Image box annotation entries:
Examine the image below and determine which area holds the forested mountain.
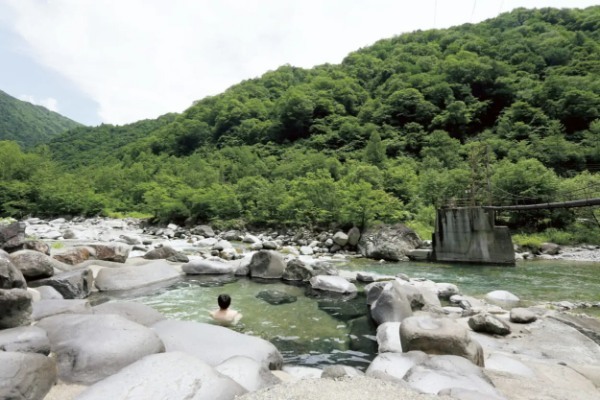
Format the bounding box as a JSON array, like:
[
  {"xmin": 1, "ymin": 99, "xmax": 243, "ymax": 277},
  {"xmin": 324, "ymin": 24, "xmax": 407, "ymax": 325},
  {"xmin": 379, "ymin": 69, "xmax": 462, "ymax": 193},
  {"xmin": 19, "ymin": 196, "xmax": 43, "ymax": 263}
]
[
  {"xmin": 0, "ymin": 90, "xmax": 80, "ymax": 148},
  {"xmin": 0, "ymin": 7, "xmax": 600, "ymax": 242}
]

__Task instructions__. Identify each line in the entries above that contains the string "xmax" with matching case, and copy those lines.

__Problem solution__.
  {"xmin": 1, "ymin": 99, "xmax": 243, "ymax": 277},
  {"xmin": 324, "ymin": 24, "xmax": 407, "ymax": 325},
  {"xmin": 379, "ymin": 69, "xmax": 462, "ymax": 193},
  {"xmin": 19, "ymin": 196, "xmax": 43, "ymax": 263}
  {"xmin": 0, "ymin": 90, "xmax": 80, "ymax": 148},
  {"xmin": 0, "ymin": 7, "xmax": 600, "ymax": 242}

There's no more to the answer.